• The problem:
Answer these from the portfolio commentary below:
1. Which book contributed +132bps?
2. What reason does the commentary give for the strong performance from Tata Motors?
3. How large is each of the Argentina and Greece positions, as a share of capital?

• Passage given:
>>>>>

The performance was driven by the strength of the US Dollar, with the Currencies book (+132bps) and the China Thesis book (+75bps) being strong contributors.  The decision by the ECB to start their version of a QE programme, helped continue the Euro’s weakening trend which was a strong beneficiary for the Currencies book (EUO position added 190bps).  During the month, it became widely-expected that the Royal Bank of Australia would join those countries easing monetary policy (it cut rates at the start of February), and this helped the Australian Dollar weaken during January (OM’s position in CROC, S Australian Dollars, helped add 90bps to the China Thesis book).

The fall in the Equity markets was directly reflected in the Technical Book (-70bps), though less so in the Equities book (+31bps).  The Equities book saw numerous cross currents that eventually lead to that small positive performance, with the Energy names (-18bps) and the position in THeravance (-73bps, after concerns on the speed of the ramp of its products by GSK).  Against these, there was a strong perofrmance from Tata Motors (TTM +67bps) as the sales at Land Rover and Jaguar continue to do well, and from the Internet names (+46bps) though this largely reflected VIPS recovering its December decline.

The largest detractor was the International book (-125bps), which was substantially all from the position in Greece (GREK) that declined as it became clear (and then reality) that the opposition (and anti-austerity) Syriza party were on course for victory in the election, which has led to further discussion/debate/speculation about Greece’s place in the Euro and the various ECB/IMF loans and promgrammes.  .   In many ways the Argentina and Greece positions bear great similarity; they’re sized about the same (4-5% of capital, each), are inherently volatile and moved by sentiment/politics in the short-term (and thus in any given month are likely to be noticable positve or negative contributors).  They also both reflect a combination of (i) extreme undervaluation (when looking at long-term measures, such as CAPE), (ii) time arbitrage (things are not as dark as they seem today, and the further we progress the clearer this will become…especially after point 3) and (iii) a catalytic event.  For Argentina, the event is the election of a new President later this year and the changes that are likely to follow thereafter, and for Greece the events were (i) the original bailout back in 2010 and (ii) the recent election, which will more substantially determine Greece’s debtloads, austerity, and position within the Euro.  As such, don’t expect Our Man to be overly swayed by large short-term moves in either direction from these positions – they’re sized such that the portfolio can withstand these moves, with the hope of returning multiples on the employed capital on a 3-4year view.

<<<<<

• Entries shown:
>>>>>

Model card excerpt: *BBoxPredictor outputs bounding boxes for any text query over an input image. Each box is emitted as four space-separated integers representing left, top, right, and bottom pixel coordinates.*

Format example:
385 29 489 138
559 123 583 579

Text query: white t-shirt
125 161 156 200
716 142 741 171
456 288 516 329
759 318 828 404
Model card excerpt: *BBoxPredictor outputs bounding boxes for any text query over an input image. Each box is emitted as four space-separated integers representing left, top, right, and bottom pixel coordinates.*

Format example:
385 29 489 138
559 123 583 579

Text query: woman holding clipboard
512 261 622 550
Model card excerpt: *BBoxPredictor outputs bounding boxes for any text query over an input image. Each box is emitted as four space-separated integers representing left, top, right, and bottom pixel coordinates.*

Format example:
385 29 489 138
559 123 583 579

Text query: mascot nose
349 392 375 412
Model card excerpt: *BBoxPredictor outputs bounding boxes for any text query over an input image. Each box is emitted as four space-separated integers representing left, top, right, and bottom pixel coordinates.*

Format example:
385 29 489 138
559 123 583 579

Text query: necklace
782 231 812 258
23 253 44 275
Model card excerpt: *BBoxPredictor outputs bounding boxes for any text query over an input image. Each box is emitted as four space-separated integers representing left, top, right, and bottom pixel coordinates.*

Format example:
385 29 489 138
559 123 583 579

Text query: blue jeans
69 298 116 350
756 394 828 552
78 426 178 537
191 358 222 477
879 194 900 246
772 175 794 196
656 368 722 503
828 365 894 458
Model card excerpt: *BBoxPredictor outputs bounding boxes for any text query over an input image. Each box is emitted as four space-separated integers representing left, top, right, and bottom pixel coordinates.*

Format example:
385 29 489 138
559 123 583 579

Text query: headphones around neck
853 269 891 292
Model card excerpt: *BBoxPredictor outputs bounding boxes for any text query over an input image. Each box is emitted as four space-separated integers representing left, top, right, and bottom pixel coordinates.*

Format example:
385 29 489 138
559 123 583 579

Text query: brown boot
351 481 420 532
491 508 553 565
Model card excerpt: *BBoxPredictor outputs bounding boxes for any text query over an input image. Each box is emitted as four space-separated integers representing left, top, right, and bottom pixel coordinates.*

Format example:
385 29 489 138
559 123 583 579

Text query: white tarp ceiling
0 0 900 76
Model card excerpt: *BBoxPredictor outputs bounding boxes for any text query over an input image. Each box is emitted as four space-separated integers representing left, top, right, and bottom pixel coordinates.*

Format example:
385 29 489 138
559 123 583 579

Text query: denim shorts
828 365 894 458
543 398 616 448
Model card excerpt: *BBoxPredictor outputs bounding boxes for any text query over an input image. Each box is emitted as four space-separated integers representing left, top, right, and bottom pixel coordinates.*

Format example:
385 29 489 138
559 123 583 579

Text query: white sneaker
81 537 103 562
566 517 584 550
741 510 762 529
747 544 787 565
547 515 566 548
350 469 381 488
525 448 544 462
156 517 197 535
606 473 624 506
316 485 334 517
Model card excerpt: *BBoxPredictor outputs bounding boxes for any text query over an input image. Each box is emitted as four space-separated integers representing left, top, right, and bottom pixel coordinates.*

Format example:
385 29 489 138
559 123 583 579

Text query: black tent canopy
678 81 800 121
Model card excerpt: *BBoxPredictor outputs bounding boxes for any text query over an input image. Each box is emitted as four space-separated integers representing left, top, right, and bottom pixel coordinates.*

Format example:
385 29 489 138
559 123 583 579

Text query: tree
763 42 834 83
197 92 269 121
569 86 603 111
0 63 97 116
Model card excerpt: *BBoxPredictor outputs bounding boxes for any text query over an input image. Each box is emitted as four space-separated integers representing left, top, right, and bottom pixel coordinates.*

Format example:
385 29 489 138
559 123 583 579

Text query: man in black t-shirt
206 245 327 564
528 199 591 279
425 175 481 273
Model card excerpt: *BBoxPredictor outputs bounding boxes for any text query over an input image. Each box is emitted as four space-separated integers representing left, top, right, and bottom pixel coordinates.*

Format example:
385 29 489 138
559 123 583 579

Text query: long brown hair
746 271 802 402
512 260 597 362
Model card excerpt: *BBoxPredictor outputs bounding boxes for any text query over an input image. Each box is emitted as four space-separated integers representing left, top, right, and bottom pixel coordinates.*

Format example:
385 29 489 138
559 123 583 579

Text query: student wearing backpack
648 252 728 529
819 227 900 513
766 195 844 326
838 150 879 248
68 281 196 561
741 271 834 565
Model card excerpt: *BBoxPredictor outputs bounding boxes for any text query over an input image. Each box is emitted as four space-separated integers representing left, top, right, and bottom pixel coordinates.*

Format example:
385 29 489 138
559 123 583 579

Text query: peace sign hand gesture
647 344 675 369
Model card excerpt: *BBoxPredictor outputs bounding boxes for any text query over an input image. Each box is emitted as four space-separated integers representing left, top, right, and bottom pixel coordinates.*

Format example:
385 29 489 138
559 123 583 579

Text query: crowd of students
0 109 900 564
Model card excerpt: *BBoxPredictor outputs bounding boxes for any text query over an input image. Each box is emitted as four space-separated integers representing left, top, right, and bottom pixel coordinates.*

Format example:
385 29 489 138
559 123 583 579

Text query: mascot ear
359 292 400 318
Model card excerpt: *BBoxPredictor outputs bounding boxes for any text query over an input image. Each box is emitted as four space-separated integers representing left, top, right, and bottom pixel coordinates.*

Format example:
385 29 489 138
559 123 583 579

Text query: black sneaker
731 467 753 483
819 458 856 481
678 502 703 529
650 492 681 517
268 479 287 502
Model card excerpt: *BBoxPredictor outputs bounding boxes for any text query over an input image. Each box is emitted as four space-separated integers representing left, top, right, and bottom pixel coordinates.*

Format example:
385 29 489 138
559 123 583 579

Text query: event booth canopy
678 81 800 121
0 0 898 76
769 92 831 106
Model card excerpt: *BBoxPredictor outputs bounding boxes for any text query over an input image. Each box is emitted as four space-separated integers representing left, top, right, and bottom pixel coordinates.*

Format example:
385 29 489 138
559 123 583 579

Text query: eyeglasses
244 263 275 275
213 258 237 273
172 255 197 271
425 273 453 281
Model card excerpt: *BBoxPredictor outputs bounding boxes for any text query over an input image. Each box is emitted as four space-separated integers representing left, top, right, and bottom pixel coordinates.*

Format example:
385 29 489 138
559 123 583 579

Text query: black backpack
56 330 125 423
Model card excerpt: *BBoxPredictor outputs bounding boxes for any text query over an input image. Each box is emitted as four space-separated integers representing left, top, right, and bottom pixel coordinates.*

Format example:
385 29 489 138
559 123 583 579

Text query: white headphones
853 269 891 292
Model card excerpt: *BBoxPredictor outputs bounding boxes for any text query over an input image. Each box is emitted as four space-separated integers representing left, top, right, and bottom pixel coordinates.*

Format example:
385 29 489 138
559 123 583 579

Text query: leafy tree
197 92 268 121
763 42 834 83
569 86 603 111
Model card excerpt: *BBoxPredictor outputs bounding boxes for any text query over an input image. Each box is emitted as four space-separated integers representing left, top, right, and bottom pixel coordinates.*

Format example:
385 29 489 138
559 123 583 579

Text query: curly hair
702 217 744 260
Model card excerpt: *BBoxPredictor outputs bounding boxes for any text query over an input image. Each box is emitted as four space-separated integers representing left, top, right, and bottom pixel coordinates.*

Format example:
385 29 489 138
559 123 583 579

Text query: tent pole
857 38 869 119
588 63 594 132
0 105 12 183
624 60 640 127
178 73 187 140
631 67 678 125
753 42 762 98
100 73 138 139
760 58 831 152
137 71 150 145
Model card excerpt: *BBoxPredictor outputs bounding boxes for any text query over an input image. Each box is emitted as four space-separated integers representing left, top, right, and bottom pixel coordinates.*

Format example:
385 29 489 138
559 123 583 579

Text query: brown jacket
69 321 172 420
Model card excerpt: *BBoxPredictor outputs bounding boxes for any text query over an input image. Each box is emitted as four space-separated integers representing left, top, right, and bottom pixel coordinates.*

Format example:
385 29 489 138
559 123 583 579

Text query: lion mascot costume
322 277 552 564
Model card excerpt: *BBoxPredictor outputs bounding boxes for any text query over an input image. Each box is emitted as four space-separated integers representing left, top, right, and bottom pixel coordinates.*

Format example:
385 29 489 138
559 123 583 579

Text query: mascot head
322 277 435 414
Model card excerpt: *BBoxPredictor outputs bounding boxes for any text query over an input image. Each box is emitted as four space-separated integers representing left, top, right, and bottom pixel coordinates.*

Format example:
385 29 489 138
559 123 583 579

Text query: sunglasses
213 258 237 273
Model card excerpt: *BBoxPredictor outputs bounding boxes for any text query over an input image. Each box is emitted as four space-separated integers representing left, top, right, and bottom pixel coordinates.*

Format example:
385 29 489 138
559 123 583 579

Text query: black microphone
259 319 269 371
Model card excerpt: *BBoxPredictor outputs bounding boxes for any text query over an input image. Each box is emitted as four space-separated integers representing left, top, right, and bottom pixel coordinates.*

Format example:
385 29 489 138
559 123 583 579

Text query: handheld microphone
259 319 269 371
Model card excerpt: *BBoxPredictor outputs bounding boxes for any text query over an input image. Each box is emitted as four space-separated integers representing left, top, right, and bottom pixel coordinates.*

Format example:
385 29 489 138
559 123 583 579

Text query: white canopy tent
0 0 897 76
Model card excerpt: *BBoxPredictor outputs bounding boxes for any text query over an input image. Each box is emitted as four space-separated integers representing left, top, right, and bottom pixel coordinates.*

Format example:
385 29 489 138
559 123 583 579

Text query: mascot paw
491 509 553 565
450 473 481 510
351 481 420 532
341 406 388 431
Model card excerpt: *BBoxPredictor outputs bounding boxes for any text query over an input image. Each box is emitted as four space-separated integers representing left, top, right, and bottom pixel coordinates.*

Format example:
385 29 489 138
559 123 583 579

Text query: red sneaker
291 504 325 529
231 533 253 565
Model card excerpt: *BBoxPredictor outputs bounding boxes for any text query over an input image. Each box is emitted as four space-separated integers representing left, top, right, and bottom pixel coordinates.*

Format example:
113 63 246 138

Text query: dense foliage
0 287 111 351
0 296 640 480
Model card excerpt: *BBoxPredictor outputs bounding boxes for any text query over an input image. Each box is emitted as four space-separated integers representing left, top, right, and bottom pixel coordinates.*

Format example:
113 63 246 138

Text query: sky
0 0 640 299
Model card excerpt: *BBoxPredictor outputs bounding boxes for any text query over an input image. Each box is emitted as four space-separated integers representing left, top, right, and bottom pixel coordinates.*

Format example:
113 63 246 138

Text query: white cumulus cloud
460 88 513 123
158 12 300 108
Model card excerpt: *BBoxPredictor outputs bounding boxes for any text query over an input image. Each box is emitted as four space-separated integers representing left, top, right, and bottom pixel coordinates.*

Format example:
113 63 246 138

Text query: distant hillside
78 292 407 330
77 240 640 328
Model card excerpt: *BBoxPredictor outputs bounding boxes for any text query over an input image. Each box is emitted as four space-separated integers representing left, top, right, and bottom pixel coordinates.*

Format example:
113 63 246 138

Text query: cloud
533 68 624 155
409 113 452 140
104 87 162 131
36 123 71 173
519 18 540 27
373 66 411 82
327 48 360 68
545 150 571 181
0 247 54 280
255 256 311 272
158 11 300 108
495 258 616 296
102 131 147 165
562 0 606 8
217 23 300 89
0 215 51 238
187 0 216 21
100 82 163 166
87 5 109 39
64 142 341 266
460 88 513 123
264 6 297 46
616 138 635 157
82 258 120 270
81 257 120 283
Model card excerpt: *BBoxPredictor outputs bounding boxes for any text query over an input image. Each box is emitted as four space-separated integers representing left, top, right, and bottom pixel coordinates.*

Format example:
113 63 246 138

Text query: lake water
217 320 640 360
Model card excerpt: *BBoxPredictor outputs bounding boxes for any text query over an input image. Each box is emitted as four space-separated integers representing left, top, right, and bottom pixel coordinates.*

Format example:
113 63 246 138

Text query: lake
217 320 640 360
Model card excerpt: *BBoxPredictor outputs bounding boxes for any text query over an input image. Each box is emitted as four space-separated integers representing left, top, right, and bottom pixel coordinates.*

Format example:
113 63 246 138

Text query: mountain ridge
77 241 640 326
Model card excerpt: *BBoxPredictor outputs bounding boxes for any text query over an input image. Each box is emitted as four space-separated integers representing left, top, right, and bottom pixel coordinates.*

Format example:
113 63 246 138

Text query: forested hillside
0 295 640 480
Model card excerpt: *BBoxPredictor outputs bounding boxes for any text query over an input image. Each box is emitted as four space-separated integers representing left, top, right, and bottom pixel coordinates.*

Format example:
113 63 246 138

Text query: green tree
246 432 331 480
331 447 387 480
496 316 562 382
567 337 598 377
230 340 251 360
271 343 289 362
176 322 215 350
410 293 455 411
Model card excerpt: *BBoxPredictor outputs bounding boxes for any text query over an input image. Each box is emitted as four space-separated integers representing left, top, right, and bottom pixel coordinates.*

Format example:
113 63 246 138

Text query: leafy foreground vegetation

<<<<<

• Solution to this exercise:
1. The Currencies book.
2. The sales at Land Rover and Jaguar continue to do well.
3. 4-5% of capital each.